:: Text to read ::
= = =

# Fire safing



## Jseigla (Apr 21, 2009)

What's the cheapest route for fire safing a slab edge at a curtian wall by-pass condition while still complying with the standards set by UL 2079? All the "systems" I have looked into are 2 part systems where you have to fill the void with safing insulation and then spray on a sealant over top. I'm not sure if there are other means and methods out there.


----------



## XanadooLTD (Oct 6, 2007)

check out hilti.com. You can use the site to contact Hilti directly or you can find a local rep. They can come out to the site and go over options with you. You can also see different options of their supplies on that site also. good luck


----------



## TracyMC (Oct 15, 2008)

Jseigla said:


> What's the cheapest route for fire safing a slab edge at a curtian wall by-pass condition while still complying with the standards set by UL 2079? All the "systems" I have looked into are 2 part systems where you have to fill the void with safing insulation and then spray on a sealant over top. I'm not sure if there are other means and methods out there.


J
If your curtainwall is dynamic (Clipped off to slab edge w/SLS clips) the only real viable option you have to meet the UL for firestopping w/ deflection. If it is static there are a couple other options, but hands down filling the void w/ 4# safing and spraying it tight is the most cost effective method. Being in the GWB trade you already have the equiptment to do it, and a compentent spray guy and an apprentice to mess with cutting the safing.you can easily do a couple 1000 lnft a day w/ 2 guys. PM me if you want more answers or suggestions, we deal w/ this situation all the time. 3M is a good option as well as Hilti both have great engineering depts. and product it all just depends on support in your market area.
Trace.:thumbsup:


----------



## Jseigla (Apr 21, 2009)

There are a few different conditions on the facade. We are connecting the bypass conditions with both rigid clips and slip clips depending on the location. After looking into the different systems in the UL book I've figured out what components would be most cost effective, only issue now would be that the tests call for welded angles or connections rather than being connected by PAF's. I would like to think there's a test out there where I can shoot the clips to the steel rather than welding to the steel. Our shop drawings show our light gauge attached by PAF's as well. This job is in old towne alexandria va .


----------

= = =

:: Exercise requirements ::
A. In the fire safing thread, repeat the passage starting at "## XanadooLTD (Oct" and ending at "(Oct 15, 2008)".
B. Condense the paragraph in the fire safing thread that begins "There are a few different conditions on the facade" into a bulleted list that keeps its main facts.

:: Data extract ::
= = =

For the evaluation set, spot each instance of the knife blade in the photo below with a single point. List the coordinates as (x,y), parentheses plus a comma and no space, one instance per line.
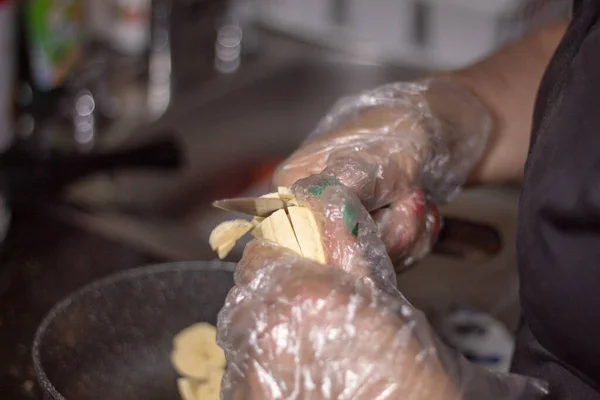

= = =

:: Task responses ::
A.
## XanadooLTD (Oct 6, 2007)

check out hilti.com. You can use the site to contact Hilti directly or you can find a local rep. They can come out to the site and go over options with you. You can also see different options of their supplies on that site also. good luck


----------



## TracyMC (Oct 15, 2008)

B.
- The facade has several different conditions.
- Bypass conditions are connected with rigid clips or slip clips, depending on location.
- A review of the systems in the UL book identified the most cost-effective components.
- The remaining issue is that the tests call for welded angles or connections rather than PAFs.
- The hope is for a test that allows the clips to be shot to the steel instead of welded.
- The shop drawings also show the light gauge attached by PAFs.
- The job is in Old Towne Alexandria, VA.